GIVEN REQUEST – Convert each line of the material below into a numbered list, leaving out any blank lines.

RAW DATA –
════════════════════

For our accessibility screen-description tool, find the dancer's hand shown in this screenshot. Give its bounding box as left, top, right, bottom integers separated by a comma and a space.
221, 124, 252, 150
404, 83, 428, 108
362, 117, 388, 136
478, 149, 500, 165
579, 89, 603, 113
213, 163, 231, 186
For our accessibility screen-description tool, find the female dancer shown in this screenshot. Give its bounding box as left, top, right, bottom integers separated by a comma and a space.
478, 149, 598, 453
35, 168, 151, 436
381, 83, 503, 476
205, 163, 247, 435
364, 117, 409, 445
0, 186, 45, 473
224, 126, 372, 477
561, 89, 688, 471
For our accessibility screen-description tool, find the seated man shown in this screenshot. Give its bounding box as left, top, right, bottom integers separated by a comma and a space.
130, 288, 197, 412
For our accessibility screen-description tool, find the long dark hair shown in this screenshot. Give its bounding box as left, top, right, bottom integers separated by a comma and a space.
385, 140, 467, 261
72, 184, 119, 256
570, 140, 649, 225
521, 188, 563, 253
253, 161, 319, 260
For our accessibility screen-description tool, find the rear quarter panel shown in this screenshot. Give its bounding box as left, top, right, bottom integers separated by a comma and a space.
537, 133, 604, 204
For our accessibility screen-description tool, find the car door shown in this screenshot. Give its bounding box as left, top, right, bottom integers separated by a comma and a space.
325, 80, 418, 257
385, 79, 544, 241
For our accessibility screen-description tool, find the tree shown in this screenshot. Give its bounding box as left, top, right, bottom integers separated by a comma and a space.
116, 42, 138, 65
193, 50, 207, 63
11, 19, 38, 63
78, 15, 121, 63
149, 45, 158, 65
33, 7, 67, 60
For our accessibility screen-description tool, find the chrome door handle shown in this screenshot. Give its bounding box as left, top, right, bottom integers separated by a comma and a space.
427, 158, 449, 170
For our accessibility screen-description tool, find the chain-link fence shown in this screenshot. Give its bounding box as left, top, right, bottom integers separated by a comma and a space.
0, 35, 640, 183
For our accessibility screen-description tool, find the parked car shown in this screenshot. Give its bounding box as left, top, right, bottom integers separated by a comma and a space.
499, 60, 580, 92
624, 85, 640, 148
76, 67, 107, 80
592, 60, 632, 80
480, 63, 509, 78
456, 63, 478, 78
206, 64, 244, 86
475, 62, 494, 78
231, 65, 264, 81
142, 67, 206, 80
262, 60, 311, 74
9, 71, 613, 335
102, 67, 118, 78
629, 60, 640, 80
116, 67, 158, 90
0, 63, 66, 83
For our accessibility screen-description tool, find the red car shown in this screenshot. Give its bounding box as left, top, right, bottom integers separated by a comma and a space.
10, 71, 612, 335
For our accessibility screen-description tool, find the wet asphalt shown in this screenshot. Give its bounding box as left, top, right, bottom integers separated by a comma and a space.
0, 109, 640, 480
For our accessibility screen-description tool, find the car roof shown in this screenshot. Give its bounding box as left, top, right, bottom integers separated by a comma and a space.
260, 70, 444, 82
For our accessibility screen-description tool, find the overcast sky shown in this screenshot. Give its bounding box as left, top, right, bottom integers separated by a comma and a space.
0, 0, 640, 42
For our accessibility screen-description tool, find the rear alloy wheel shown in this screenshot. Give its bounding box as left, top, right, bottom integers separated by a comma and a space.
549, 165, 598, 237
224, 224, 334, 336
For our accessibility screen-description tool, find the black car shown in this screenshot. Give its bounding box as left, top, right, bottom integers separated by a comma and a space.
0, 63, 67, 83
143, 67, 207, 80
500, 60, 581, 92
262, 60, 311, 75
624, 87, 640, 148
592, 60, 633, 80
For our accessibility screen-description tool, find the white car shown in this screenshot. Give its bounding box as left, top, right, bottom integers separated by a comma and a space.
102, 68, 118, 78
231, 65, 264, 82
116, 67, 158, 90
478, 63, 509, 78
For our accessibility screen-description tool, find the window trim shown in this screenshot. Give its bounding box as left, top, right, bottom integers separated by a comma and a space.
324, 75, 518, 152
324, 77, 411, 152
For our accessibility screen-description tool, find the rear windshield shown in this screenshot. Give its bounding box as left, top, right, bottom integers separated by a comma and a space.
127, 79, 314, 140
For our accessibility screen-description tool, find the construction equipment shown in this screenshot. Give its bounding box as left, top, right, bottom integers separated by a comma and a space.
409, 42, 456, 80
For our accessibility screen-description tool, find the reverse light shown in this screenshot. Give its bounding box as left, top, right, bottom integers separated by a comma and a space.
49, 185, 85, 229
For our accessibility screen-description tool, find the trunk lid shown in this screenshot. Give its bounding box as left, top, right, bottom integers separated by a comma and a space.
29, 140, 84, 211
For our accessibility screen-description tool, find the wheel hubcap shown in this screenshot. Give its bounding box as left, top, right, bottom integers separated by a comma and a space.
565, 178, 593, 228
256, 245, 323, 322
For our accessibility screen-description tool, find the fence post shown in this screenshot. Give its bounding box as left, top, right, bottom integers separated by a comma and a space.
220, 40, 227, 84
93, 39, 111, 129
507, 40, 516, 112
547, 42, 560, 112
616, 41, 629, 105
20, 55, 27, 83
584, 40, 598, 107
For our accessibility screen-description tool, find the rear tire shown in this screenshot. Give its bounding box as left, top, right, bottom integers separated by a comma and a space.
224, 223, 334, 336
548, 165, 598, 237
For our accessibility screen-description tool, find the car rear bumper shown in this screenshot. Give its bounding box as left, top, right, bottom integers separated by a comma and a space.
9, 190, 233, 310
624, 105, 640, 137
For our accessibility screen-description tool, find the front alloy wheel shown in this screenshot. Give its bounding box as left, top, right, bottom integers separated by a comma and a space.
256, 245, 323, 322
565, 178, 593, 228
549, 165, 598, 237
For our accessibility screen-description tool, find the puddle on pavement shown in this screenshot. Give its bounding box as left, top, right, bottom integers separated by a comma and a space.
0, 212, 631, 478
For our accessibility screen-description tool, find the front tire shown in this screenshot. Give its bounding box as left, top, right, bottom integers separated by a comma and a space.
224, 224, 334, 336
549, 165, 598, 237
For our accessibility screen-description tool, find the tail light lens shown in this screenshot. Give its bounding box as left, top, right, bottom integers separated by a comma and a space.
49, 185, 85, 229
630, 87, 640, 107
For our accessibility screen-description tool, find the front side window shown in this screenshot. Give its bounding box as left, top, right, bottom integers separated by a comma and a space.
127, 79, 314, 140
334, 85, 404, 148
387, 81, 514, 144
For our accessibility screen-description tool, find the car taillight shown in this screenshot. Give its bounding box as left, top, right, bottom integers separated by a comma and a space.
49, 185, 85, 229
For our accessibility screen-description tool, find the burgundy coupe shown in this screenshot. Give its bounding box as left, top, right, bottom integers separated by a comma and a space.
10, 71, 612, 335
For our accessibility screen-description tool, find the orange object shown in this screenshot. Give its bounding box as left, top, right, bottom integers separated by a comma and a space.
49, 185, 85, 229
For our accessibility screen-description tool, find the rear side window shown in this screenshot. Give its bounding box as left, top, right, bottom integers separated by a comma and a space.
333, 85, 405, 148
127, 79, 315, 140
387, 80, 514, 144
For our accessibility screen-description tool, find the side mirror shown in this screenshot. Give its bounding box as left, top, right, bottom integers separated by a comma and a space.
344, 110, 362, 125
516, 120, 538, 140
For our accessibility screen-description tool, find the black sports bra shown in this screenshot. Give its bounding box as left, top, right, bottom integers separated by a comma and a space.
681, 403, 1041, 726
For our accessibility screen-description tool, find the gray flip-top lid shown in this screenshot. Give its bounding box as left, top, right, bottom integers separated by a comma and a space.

════════════════════

SOLUTION TO THIS TASK –
1. For our accessibility screen-description tool, find the dancer's hand shown in this screenshot. Give its bounding box as left, top, right, bottom integers separated by a comma and a space.
2. 221, 124, 252, 150
3. 404, 83, 428, 108
4. 362, 117, 388, 136
5. 478, 149, 500, 165
6. 579, 89, 603, 113
7. 213, 163, 231, 186
8. For our accessibility screen-description tool, find the female dancer shown in this screenshot. Give its bounding box as left, top, right, bottom integers separated by a comma and a space.
9. 478, 149, 598, 453
10. 35, 168, 151, 436
11. 381, 83, 503, 476
12. 205, 163, 247, 435
13. 364, 117, 409, 445
14. 0, 186, 45, 473
15. 224, 126, 372, 477
16. 561, 89, 688, 471
17. For our accessibility screen-description tool, find the seated man shown in this screenshot. Give its bounding box as left, top, right, bottom integers separated by a comma and a space.
18. 130, 288, 197, 412
19. For our accessibility screen-description tool, find the long dark hair shown in this screenshot. Give its bounding box as left, top, right, bottom integers separated by a comma and a space.
20. 385, 140, 467, 261
21. 72, 184, 119, 256
22. 570, 140, 649, 225
23. 521, 188, 563, 253
24. 253, 161, 319, 260
25. For our accessibility screen-description tool, find the rear quarter panel shown in this screenshot. Give its bounding box as left, top, right, bottom integers separated by a comma and a space.
26. 537, 133, 604, 204
27. For our accessibility screen-description tool, find the car door shown in this screenshot. Give its bounding box as left, top, right, bottom integers separated by a comma and a space.
28. 325, 80, 418, 257
29. 385, 79, 544, 241
30. For our accessibility screen-description tool, find the tree shown in this screenshot. Give its bounding box as left, top, right, bottom integers separated by a comma and a space.
31. 116, 42, 138, 65
32. 193, 50, 207, 63
33. 11, 19, 38, 63
34. 78, 15, 121, 63
35. 149, 45, 158, 65
36. 33, 7, 67, 60
37. For our accessibility screen-description tool, find the chrome door handle shown in this screenshot. Give its bounding box as left, top, right, bottom integers separated by a comma and a space.
38. 427, 158, 449, 170
39. For our accessibility screen-description tool, find the chain-link fence shown in this screenshot. Give its bounding box as left, top, right, bottom integers separated by a comma and a space.
40. 0, 35, 640, 183
41. For our accessibility screen-description tool, find the parked car shown in this screenshot. Give its bounding box as left, top, right, bottom integers separated by a comma and a space.
42. 499, 60, 580, 92
43. 624, 85, 640, 148
44. 76, 67, 107, 80
45. 592, 60, 632, 80
46. 480, 63, 509, 78
47. 456, 63, 478, 78
48. 206, 64, 244, 86
49. 475, 62, 494, 78
50. 231, 65, 264, 81
51. 142, 67, 206, 80
52. 262, 60, 311, 74
53. 9, 71, 613, 335
54. 102, 67, 118, 78
55. 629, 60, 640, 80
56. 116, 67, 158, 90
57. 0, 63, 66, 83
58. For our accessibility screen-description tool, find the red car shown in this screenshot. Give its bounding box as left, top, right, bottom integers separated by a comma and a space.
59. 10, 71, 612, 335
60. For our accessibility screen-description tool, find the wet asphalt shown in this screenshot. Give its bounding box as left, top, right, bottom integers separated by a comma and a space.
61. 0, 109, 640, 480
62. For our accessibility screen-description tool, find the car roof shown in this screenshot. Give its bounding box as left, top, right, bottom integers separated by a comma and a space.
63. 260, 70, 444, 82
64. For our accessibility screen-description tool, find the overcast sky shown in this screenshot. Give its bounding box as left, top, right, bottom integers separated by a comma and a space.
65. 0, 0, 640, 42
66. For our accessibility screen-description tool, find the rear alloy wheel shown in this screenshot. Give its bounding box as left, top, right, bottom integers separated by a comma and a space.
67. 549, 165, 598, 237
68. 224, 224, 334, 336
69. For our accessibility screen-description tool, find the black car shown in this screenshot. Give its bounding box as left, top, right, bottom integers separated by a comma and a space.
70. 0, 63, 67, 83
71. 143, 67, 207, 80
72. 500, 60, 581, 92
73. 262, 60, 311, 75
74. 624, 87, 640, 148
75. 592, 60, 633, 80
76. For our accessibility screen-description tool, find the white car shown in this screenshot. Give its bounding box as left, top, right, bottom integers separated by a comma and a space.
77. 102, 68, 118, 78
78. 231, 65, 264, 82
79. 116, 67, 158, 90
80. 478, 63, 509, 78
81. For our accessibility screen-description tool, find the window trim shown in this screenshot. Give its bounding box as left, top, right, bottom integers separated by a comma and a space.
82. 324, 75, 518, 152
83. 324, 77, 411, 152
84. For our accessibility screen-description tool, find the rear windshield shown in this screenshot. Give its bounding box as left, top, right, bottom integers separated by a comma and a space.
85. 127, 79, 314, 140
86. For our accessibility screen-description tool, find the construction equipment shown in this screenshot. Give its bounding box as left, top, right, bottom integers separated by a comma and a space.
87. 409, 42, 456, 80
88. For our accessibility screen-description tool, find the reverse light shown in this screenshot. Give its bounding box as left, top, right, bottom integers separated by a comma and a space.
89. 49, 185, 85, 229
90. For our accessibility screen-description tool, find the trunk lid shown in this screenshot. Give its bounding box as left, top, right, bottom integers separated by a comma and a space.
91. 29, 140, 84, 211
92. For our accessibility screen-description tool, find the wheel hubcap shown in this screenshot. Give its bounding box as left, top, right, bottom integers separated by a comma and a space.
93. 565, 178, 593, 228
94. 256, 245, 323, 322
95. For our accessibility screen-description tool, find the fence post shown in this screenshot. Give its bounding box as left, top, right, bottom integers separated by a comma and a space.
96. 220, 40, 227, 84
97. 93, 39, 111, 129
98. 507, 40, 516, 112
99. 547, 42, 560, 112
100. 616, 41, 629, 105
101. 20, 55, 27, 83
102. 584, 40, 598, 107
103. For our accessibility screen-description tool, find the rear tire shown in this screenshot. Give its bounding box as left, top, right, bottom integers separated by a comma and a space.
104. 224, 223, 334, 336
105. 548, 165, 598, 237
106. For our accessibility screen-description tool, find the car rear bumper shown in this screenshot. Give its bounding box as left, top, right, bottom integers separated by a comma and a space.
107. 9, 190, 233, 310
108. 624, 105, 640, 137
109. For our accessibility screen-description tool, find the front alloy wheel shown in this screenshot. Give its bounding box as left, top, right, bottom integers separated by a comma and a space.
110. 256, 245, 323, 322
111. 565, 178, 593, 228
112. 549, 165, 598, 237
113. For our accessibility screen-description tool, find the puddle on pavement shown in this screenshot. Give its bounding box as left, top, right, bottom integers separated by a comma and a space.
114. 0, 212, 631, 478
115. For our accessibility screen-description tool, find the front tire shown in this screenshot. Give its bounding box as left, top, right, bottom integers separated by a comma and a space.
116. 224, 224, 334, 336
117. 549, 165, 598, 237
118. For our accessibility screen-description tool, find the tail light lens shown in this screenshot. Give its bounding box as left, top, right, bottom integers separated by a comma and a space.
119. 49, 185, 85, 229
120. 630, 87, 640, 107
121. For our accessibility screen-description tool, find the front side window shown in this screenshot. Give its bounding box as left, top, right, bottom integers separated by a comma and a space.
122. 127, 79, 314, 140
123. 334, 85, 404, 148
124. 387, 81, 514, 144
125. For our accessibility screen-description tool, find the car taillight shown in this screenshot. Give its bounding box as left, top, right, bottom integers separated by a comma and a space.
126. 49, 185, 85, 229
127. For our accessibility screen-description tool, find the burgundy coupe shown in this screenshot. Give its bounding box as left, top, right, bottom integers separated by a comma and a space.
128. 10, 71, 612, 335
129. For our accessibility screen-description tool, find the orange object shown in this screenshot. Give its bounding box as left, top, right, bottom integers separated by a comma and a space.
130. 49, 185, 85, 229
131. For our accessibility screen-description tool, find the rear side window shown in this screenshot. Give its bounding box as left, top, right, bottom integers separated by a comma and a space.
132. 333, 85, 405, 148
133. 127, 79, 315, 140
134. 387, 80, 514, 144
135. For our accessibility screen-description tool, find the side mirror shown in this screenshot. Give its bounding box as left, top, right, bottom integers separated by a comma and a space.
136. 344, 110, 362, 125
137. 516, 120, 538, 140
138. For our accessibility screen-description tool, find the black sports bra shown in this screenshot. Give its bounding box as left, top, right, bottom integers separated by a comma and a space.
139. 681, 403, 1041, 726
140. For our accessibility screen-description tool, find the gray flip-top lid shown in this screenshot. Give its bounding box as left, top, right, bottom integers separated by a comma and a space.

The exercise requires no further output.